- TEXT PASSAGE:
When I saw Bonnie’s Last Flight at Next Door @ New York Theatre Workshop, I found its comedic barbs lobbed at flying the friendly skies rather refreshing, a no-brainer given the percentage of theatre audiences surely familiar with the subject.
The routines we’ve grown accustomed to while aboard floating metal contraption are, admittedly, pretty freaking weird, so much so that dialing up their absurdity to a comic register requires little invention. And yet, Eliza Bent’s play, like the best comedies, taps into the profundity of this collective lunacy.
Just a few weeks later, along comes Eat the Devil at the Tank, sharing Bonnie’s Last Flight’s rarified air of airplane humor.
Or, should I say, Airplane! humor.
It’s almost like this bonafide classic cornered the market, scaring off others from treading similar ground…er…clouds? Knockoffs like Soul Plane spring to mind, but otherwise, offerings are scant, particularly on the stage.
Though Eat the Devil sets its initial sights upwards, the play ultimately concerns life online, particularly the #Content that drives digital societies — and commerce — nowadays, and how the viral-seeking performativity of this outrage-generating conspiracy machine distorts, exploits, sensationalizes, and directly influences reality far beyond the 1s and 0s whizzing between satellites above our heads (the title subtly suggests that the Internet makes all of us consume the worst of us: thus, we’re eating the devil). Nick Flint’s production of Nadja Leonhard-Hooper and Dan Nuxoll’s text, which includes a a cast uniformly game for the shenanigans called for, aims at weighty issues with a light touch that reveals the insanity at their core without minimizing the importance of their destructive potential.
Taken all together, however, Eat the Devil is less a full play, and more a series of sociopolitically-minded skits revolving around these concepts. It owes a debt to the uncontrolled tradition of Charles Ludlam, borrowing his Ridiculous Theatre Company’s general sketchnette structure, comedic stylings, handmade aesthetic, and, yes, its titular theatrical ridiculousness. Sometimes, Eat the Devil penetrates the surface of its myriad focuses, probing their compelling dimensions — can the wiring of our brains observe this interweb material without inheriting some of its damaging perspectives?
But most times, its lampooning of the modern media moment feels even easier than aircraft laughs; when superficial mocking of obvious targets fails to deliver overflowing yucks, the result can seem borderline cheap.

- STUDY MATERIAL:

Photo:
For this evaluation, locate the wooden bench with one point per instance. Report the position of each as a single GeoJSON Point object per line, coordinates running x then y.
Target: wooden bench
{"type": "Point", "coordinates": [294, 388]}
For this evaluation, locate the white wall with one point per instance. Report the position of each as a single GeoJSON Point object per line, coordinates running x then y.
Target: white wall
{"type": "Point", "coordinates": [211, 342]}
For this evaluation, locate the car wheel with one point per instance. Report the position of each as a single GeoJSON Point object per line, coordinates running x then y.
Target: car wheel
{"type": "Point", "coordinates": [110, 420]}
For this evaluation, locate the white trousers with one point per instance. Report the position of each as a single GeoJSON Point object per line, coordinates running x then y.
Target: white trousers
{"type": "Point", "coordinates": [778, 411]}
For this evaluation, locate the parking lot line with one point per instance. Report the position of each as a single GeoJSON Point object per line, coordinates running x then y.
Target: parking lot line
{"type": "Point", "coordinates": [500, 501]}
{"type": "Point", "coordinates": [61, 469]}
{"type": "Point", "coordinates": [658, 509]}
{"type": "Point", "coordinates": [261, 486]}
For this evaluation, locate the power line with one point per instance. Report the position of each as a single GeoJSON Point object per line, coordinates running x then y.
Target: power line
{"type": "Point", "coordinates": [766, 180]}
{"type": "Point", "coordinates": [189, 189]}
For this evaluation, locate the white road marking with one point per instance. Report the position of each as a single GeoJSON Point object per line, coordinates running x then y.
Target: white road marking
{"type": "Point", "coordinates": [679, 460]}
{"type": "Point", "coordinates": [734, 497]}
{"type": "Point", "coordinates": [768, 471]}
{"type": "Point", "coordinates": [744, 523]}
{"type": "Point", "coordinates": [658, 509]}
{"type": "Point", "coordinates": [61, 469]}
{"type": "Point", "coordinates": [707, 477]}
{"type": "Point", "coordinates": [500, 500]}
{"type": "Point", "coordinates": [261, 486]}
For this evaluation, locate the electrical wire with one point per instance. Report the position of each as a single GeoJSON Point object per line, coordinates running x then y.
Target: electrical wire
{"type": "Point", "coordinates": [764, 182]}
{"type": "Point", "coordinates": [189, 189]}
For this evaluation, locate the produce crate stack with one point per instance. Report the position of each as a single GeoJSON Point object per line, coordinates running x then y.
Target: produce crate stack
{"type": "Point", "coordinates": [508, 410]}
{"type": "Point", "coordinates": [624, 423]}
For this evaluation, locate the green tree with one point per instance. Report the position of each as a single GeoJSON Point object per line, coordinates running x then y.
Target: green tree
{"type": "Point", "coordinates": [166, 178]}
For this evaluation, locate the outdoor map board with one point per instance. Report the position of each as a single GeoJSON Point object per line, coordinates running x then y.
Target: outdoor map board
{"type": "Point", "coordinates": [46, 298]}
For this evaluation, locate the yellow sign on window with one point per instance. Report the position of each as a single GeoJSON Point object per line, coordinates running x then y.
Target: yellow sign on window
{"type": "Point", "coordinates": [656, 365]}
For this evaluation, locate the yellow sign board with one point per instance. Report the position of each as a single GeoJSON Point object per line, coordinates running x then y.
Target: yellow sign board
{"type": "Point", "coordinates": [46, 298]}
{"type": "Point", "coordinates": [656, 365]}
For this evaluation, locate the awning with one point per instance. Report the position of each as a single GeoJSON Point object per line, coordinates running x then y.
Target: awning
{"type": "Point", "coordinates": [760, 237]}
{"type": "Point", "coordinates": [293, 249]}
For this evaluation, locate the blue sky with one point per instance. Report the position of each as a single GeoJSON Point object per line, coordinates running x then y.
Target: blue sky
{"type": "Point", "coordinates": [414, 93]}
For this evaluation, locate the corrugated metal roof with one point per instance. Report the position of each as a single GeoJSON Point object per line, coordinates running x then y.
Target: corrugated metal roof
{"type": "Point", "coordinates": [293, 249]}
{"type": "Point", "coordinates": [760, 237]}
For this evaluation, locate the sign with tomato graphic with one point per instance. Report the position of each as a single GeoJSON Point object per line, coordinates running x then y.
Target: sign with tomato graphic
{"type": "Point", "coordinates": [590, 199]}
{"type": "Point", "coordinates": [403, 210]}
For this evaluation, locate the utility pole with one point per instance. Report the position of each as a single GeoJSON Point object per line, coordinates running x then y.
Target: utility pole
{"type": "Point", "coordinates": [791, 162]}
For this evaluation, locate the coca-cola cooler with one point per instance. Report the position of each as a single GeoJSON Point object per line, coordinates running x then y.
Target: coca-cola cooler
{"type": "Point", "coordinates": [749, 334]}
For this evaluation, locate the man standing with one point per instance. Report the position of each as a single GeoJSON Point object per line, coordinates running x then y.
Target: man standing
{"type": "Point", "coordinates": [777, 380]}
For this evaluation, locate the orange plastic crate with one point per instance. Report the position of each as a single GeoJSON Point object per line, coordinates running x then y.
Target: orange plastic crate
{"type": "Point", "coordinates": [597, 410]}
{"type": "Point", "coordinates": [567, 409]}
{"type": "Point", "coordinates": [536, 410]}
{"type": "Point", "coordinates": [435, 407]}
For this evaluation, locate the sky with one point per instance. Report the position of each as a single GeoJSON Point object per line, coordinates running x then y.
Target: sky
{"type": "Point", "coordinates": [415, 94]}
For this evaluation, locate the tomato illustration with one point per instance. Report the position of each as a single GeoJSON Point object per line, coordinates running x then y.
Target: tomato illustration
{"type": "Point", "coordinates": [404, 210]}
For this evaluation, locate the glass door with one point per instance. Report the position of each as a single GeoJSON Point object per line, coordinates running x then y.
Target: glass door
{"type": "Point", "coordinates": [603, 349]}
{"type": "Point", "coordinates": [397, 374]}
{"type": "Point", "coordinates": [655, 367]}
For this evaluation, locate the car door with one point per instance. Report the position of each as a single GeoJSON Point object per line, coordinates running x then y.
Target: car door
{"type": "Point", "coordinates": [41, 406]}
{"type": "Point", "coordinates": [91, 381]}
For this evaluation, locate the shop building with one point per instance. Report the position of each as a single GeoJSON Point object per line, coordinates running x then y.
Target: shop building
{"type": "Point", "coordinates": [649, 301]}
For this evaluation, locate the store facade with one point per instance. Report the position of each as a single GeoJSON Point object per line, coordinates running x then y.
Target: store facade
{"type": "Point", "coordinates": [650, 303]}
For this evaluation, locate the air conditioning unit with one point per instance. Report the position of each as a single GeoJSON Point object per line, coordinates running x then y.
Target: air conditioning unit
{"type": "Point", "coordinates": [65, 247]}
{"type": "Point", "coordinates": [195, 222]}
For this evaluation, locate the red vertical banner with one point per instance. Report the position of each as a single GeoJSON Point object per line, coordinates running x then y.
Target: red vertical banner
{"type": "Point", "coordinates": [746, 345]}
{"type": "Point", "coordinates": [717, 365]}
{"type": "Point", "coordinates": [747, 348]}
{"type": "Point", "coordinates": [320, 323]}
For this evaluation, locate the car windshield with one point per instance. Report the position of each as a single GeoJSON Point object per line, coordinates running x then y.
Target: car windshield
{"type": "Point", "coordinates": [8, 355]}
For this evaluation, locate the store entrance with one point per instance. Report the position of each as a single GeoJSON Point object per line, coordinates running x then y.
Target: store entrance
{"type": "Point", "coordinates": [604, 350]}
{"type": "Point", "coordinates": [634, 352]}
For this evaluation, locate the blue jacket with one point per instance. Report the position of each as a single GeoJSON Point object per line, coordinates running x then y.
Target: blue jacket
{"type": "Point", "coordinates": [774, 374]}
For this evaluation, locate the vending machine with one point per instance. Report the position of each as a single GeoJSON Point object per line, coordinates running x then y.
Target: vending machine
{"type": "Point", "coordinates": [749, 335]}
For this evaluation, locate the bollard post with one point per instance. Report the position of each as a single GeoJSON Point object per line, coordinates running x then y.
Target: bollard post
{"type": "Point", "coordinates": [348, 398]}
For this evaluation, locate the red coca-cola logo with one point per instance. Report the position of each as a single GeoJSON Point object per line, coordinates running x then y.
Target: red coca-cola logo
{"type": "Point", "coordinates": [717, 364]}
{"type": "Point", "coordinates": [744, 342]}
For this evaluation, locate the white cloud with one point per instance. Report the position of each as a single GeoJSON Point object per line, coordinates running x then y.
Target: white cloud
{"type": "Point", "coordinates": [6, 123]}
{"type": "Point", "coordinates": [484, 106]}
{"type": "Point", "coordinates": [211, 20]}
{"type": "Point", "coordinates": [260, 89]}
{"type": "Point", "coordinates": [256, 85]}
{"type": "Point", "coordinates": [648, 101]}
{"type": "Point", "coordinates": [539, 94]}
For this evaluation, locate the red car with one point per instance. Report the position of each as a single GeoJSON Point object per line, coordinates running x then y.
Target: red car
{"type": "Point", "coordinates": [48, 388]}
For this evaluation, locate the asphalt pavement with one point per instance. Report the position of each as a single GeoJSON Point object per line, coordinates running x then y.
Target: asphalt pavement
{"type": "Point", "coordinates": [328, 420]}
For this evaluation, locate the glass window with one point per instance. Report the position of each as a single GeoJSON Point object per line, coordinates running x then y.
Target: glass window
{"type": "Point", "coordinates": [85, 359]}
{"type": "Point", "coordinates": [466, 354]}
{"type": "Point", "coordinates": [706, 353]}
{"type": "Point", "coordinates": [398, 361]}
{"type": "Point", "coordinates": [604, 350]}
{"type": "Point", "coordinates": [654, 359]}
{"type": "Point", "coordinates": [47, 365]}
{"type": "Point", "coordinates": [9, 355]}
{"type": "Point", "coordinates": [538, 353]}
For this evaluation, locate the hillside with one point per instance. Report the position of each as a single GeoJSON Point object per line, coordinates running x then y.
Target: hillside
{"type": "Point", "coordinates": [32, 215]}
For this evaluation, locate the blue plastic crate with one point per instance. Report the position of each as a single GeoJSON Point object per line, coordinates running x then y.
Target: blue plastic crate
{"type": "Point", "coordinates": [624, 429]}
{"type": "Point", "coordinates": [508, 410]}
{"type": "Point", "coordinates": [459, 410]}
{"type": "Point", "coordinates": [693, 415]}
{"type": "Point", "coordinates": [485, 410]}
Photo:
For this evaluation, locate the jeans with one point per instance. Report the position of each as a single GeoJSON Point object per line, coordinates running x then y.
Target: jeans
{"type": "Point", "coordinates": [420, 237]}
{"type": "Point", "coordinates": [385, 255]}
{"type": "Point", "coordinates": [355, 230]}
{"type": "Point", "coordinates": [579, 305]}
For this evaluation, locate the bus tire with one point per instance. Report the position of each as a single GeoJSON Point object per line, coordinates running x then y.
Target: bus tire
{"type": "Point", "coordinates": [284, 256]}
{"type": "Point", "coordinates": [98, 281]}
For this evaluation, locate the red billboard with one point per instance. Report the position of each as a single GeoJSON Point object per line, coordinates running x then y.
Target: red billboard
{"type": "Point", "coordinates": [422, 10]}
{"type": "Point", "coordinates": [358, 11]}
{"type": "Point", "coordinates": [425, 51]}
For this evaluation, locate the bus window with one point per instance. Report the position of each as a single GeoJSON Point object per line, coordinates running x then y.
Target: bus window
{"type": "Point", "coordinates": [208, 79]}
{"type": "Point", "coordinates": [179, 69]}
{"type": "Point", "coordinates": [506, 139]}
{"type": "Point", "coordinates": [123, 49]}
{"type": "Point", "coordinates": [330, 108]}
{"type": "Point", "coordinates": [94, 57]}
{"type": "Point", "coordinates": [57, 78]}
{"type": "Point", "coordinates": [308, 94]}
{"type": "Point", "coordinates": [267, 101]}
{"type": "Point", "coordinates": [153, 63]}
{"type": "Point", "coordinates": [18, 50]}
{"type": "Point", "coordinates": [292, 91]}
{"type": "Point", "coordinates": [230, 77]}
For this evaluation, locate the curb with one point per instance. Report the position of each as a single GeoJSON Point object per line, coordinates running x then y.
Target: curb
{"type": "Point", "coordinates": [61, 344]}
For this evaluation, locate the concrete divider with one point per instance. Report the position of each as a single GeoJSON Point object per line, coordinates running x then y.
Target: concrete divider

- EXERCISE DIRECTIONS: In the theatre review, what does the title Eat the Devil suggest? Answer in one to three sentences.

- WRITTEN SOLUTION: The title suggests that the Internet makes all of us consume the worst of us, so that we are eating the devil.